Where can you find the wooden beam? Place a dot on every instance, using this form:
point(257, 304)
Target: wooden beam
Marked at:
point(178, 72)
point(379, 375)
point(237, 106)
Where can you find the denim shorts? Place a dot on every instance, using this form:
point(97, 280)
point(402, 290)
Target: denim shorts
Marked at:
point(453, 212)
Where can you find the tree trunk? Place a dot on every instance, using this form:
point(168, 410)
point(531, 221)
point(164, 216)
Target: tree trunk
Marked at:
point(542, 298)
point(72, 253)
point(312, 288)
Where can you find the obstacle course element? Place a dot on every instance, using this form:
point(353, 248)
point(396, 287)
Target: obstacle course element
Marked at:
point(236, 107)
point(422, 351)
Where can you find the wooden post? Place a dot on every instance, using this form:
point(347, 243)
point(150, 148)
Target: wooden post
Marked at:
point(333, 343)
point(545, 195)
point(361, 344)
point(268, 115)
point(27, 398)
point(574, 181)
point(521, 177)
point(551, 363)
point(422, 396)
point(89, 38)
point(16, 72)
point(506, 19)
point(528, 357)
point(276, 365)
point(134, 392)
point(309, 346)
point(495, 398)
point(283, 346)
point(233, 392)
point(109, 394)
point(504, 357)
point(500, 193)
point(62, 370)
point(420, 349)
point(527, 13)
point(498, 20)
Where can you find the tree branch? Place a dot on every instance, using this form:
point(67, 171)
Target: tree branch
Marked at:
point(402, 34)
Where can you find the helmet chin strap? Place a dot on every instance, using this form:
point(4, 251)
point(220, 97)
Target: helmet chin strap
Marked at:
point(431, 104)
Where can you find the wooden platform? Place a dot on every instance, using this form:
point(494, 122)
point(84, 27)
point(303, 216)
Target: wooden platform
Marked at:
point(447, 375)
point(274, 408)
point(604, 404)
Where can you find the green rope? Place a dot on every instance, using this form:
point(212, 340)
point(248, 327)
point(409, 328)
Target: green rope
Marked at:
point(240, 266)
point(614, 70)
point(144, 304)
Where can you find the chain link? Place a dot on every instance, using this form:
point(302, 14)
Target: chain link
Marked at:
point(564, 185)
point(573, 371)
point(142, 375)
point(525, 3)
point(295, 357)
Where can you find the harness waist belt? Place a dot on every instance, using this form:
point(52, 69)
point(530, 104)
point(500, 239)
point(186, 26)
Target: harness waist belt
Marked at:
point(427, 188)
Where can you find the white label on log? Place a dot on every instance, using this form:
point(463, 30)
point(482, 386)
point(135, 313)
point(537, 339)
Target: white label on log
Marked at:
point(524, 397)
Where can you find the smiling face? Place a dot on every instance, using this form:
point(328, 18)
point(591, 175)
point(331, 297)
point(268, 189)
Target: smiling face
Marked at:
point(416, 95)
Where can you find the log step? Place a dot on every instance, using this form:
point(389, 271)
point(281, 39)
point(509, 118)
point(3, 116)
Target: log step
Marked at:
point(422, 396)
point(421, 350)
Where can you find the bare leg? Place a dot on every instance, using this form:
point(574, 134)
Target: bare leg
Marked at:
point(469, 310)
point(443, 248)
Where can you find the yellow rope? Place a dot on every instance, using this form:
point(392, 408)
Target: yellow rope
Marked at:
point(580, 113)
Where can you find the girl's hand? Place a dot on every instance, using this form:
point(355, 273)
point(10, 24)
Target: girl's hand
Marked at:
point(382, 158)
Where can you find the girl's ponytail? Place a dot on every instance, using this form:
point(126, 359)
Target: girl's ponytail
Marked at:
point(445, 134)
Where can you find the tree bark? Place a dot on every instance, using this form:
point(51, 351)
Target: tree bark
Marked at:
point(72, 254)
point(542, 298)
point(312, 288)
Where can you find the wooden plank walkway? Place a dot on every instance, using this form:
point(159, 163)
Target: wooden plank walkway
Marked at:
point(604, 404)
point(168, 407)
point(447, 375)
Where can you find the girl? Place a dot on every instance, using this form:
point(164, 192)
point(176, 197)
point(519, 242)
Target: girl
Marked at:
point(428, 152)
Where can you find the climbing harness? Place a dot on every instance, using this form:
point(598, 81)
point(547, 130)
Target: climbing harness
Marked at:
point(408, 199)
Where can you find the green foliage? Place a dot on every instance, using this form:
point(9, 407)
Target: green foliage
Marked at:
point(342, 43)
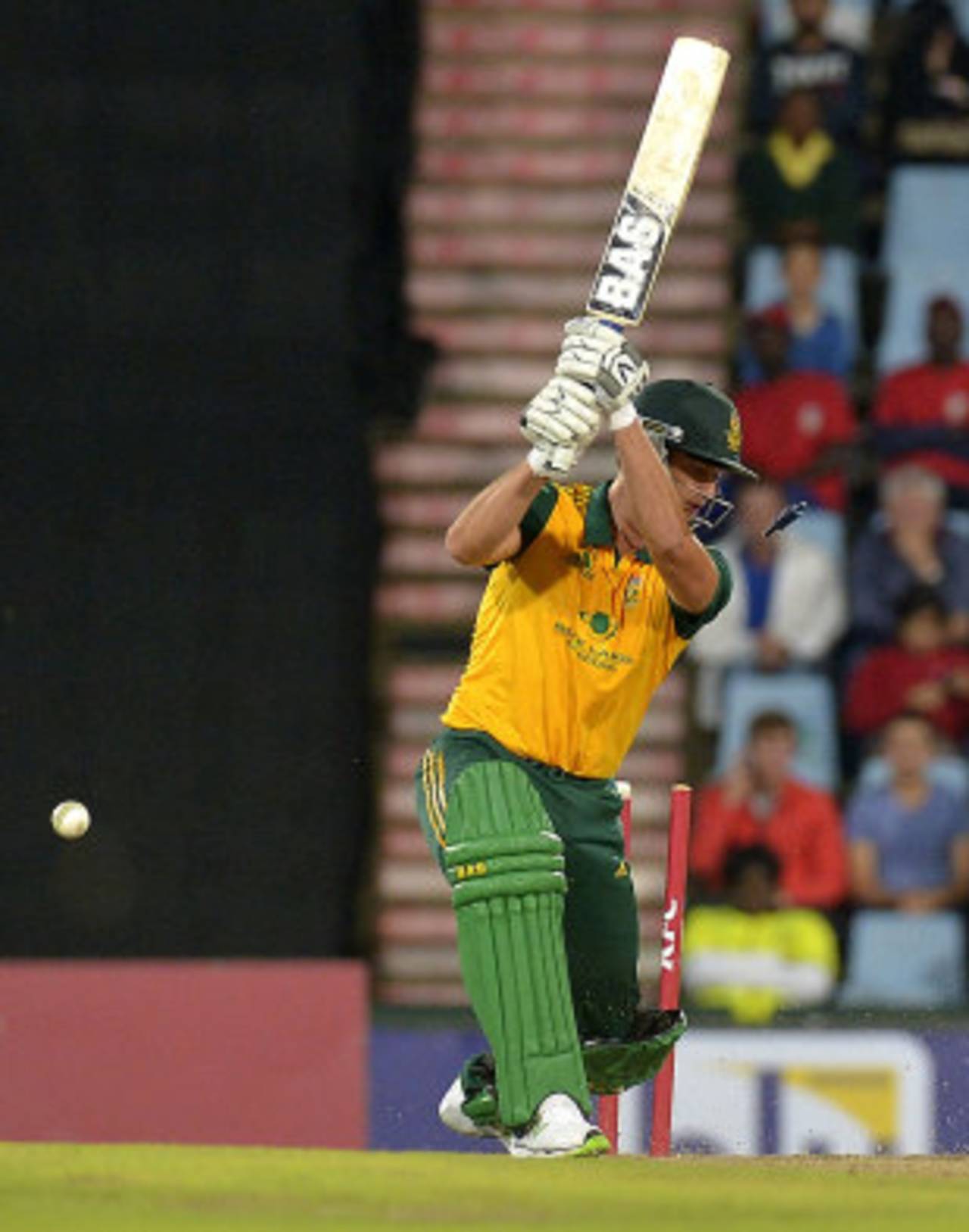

..............................

▸ **STATED GOAL**
Turn every line of the rows above into a Markdown table with two columns, Line No. and Content, numbering the lines in order and skipping any blank ones. Leave the pictures out of the table.

▸ **THE COMPLETED TASK**
| Line No. | Content |
|---|---|
| 1 | Where can you find the wooden beam? Place a dot on every instance, using this form: |
| 2 | point(257, 304) |
| 3 | Target: wooden beam |
| 4 | Marked at: |
| 5 | point(178, 72) |
| 6 | point(379, 375) |
| 7 | point(237, 106) |
| 8 | Where can you find the denim shorts? Place a dot on every instance, using this form: |
| 9 | point(97, 280) |
| 10 | point(402, 290) |
| 11 | Target: denim shorts |
| 12 | Marked at: |
| 13 | point(453, 212) |
| 14 | Where can you find the tree trunk? Place a dot on every instance, using this form: |
| 15 | point(168, 410) |
| 16 | point(531, 221) |
| 17 | point(164, 216) |
| 18 | Target: tree trunk |
| 19 | Marked at: |
| 20 | point(542, 298) |
| 21 | point(72, 253) |
| 22 | point(312, 288) |
| 23 | Where can you find the obstacle course element? Place a dot on every instance, using this form: |
| 24 | point(353, 248) |
| 25 | point(396, 287) |
| 26 | Target: obstacle course element |
| 27 | Marked at: |
| 28 | point(236, 107) |
| 29 | point(422, 351) |
| 30 | Where can you find the wooden post? Place a dot on every instance, using this form: |
| 31 | point(347, 243) |
| 32 | point(150, 148) |
| 33 | Target: wooden post |
| 34 | Marked at: |
| 35 | point(333, 343) |
| 36 | point(545, 195) |
| 37 | point(361, 344) |
| 38 | point(268, 115) |
| 39 | point(27, 398) |
| 40 | point(574, 181) |
| 41 | point(521, 177) |
| 42 | point(551, 363) |
| 43 | point(422, 396) |
| 44 | point(89, 38) |
| 45 | point(16, 72) |
| 46 | point(506, 19) |
| 47 | point(528, 357) |
| 48 | point(276, 365) |
| 49 | point(134, 392) |
| 50 | point(309, 346) |
| 51 | point(495, 398) |
| 52 | point(283, 346) |
| 53 | point(233, 392) |
| 54 | point(109, 394) |
| 55 | point(504, 357) |
| 56 | point(500, 193) |
| 57 | point(62, 370) |
| 58 | point(420, 349) |
| 59 | point(527, 13) |
| 60 | point(498, 20) |
| 61 | Where can you find the tree branch? Place a dot on every instance, using this form: |
| 62 | point(67, 171) |
| 63 | Target: tree branch |
| 64 | Marked at: |
| 65 | point(402, 34) |
| 66 | Where can you find the helmet chin strap? Place a dot on every instance, using this form: |
| 67 | point(4, 251) |
| 68 | point(220, 97) |
| 69 | Target: helmet chin strap |
| 70 | Marked at: |
| 71 | point(431, 104) |
| 72 | Where can you find the wooden platform? Place a dot on every instance, using this form: |
| 73 | point(494, 122) |
| 74 | point(84, 27) |
| 75 | point(303, 216) |
| 76 | Target: wooden platform |
| 77 | Marked at: |
| 78 | point(447, 375) |
| 79 | point(274, 408) |
| 80 | point(604, 404) |
| 81 | Where can you find the green rope? Place a dot on every instance, using this form: |
| 82 | point(212, 340) |
| 83 | point(248, 327) |
| 84 | point(409, 328) |
| 85 | Target: green rope |
| 86 | Marked at: |
| 87 | point(240, 266) |
| 88 | point(614, 70) |
| 89 | point(144, 304) |
| 90 | Where can you find the chain link? Place a dot on every instance, using this form: |
| 91 | point(302, 14) |
| 92 | Target: chain link |
| 93 | Marked at: |
| 94 | point(564, 185) |
| 95 | point(573, 371) |
| 96 | point(142, 375) |
| 97 | point(525, 3) |
| 98 | point(295, 357) |
| 99 | Where can you find the harness waist belt? Place a dot on every instance, using this form: |
| 100 | point(52, 69) |
| 101 | point(530, 104) |
| 102 | point(500, 239) |
| 103 | point(186, 26) |
| 104 | Target: harness waist belt |
| 105 | Marked at: |
| 106 | point(427, 188) |
| 107 | Where can you find the white label on log? Place a dot on every instance, using this form: |
| 108 | point(463, 30) |
| 109 | point(482, 386) |
| 110 | point(135, 313) |
| 111 | point(537, 339) |
| 112 | Target: white label on log |
| 113 | Marked at: |
| 114 | point(524, 397) |
| 115 | Where can you find the smiling face? Place a dot on every instance, using this form: |
| 116 | point(328, 18) |
| 117 | point(591, 175) |
| 118 | point(331, 297) |
| 119 | point(268, 189) |
| 120 | Target: smiling face |
| 121 | Marked at: |
| 122 | point(416, 95) |
| 123 | Where can you find the log step? Place a dot on every instance, using this form: |
| 124 | point(389, 271) |
| 125 | point(281, 39) |
| 126 | point(509, 118) |
| 127 | point(3, 116) |
| 128 | Target: log step |
| 129 | Marked at: |
| 130 | point(422, 396) |
| 131 | point(421, 350) |
| 132 | Where can you find the bare leg? Place a dot on every instance, using this form: |
| 133 | point(574, 134) |
| 134 | Target: bare leg |
| 135 | Marked at: |
| 136 | point(469, 310) |
| 137 | point(443, 248) |
| 138 | Where can you find the yellow rope? Place a dot on every instance, using this form: |
| 139 | point(392, 408) |
| 140 | Target: yellow rope |
| 141 | Marked at: |
| 142 | point(580, 113) |
| 143 | Where can you find the girl's hand? Place a dot on every instance, using this form: |
| 144 | point(355, 273) |
| 145 | point(10, 24) |
| 146 | Target: girl's hand |
| 147 | Marked at: |
| 148 | point(382, 158) |
| 149 | Where can you find the girl's ponytail? Place a dot on every instance, using this form: |
| 150 | point(126, 359) |
| 151 | Target: girl's ponytail |
| 152 | Marked at: |
| 153 | point(445, 134) |
| 154 | Where can you find the tree bark? Place a dot on every instance, using this form: |
| 155 | point(51, 351) |
| 156 | Target: tree bark |
| 157 | Marked at: |
| 158 | point(72, 254) |
| 159 | point(542, 298) |
| 160 | point(312, 288) |
| 161 | Where can you find the wooden plank walkway? Place a dot on every instance, using this form: |
| 162 | point(159, 163) |
| 163 | Target: wooden plank walkway |
| 164 | Marked at: |
| 165 | point(604, 404) |
| 166 | point(168, 407) |
| 167 | point(447, 375) |
| 168 | Where can you find the girl? Place a dot on every instance, using this form: |
| 169 | point(164, 192) |
| 170 | point(176, 197) |
| 171 | point(519, 242) |
| 172 | Target: girl |
| 173 | Marked at: |
| 174 | point(428, 152) |
| 175 | Where can you find the climbing harness? Place a dot on every instance, using this form: |
| 176 | point(598, 81) |
| 177 | point(547, 130) |
| 178 | Target: climbing harness |
| 179 | Marked at: |
| 180 | point(408, 199) |
| 181 | Where can you find the green foliage? Place a dot on every instance, using this form: |
| 182 | point(9, 407) |
| 183 | Target: green foliage |
| 184 | Marked at: |
| 185 | point(342, 43) |